[Point labels on photos]
---+---
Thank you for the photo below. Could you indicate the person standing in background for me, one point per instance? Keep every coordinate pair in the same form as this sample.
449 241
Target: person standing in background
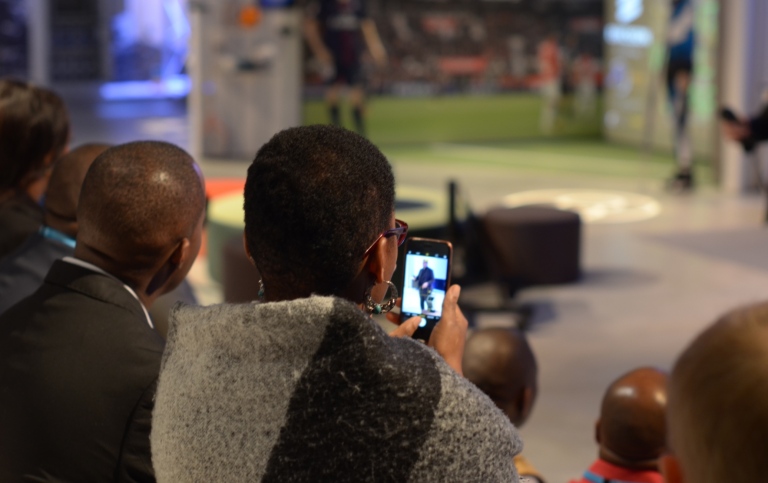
679 72
337 32
550 67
---+---
**GOAL OF THE EXERCISE:**
Rewrite every line of the items above with the wording unchanged, scaling only the answer coordinates by 2.15 and rounding each to a whole number, halves up. Omit the pictures.

**ANSWER FOR THE TASK:**
Thank you for the photo below. Could you indicate the person standing in background for me, one point per instance? Keep every coordinate pair in the same form as this sample.
449 241
Target: person standing in background
1460 155
725 69
1183 144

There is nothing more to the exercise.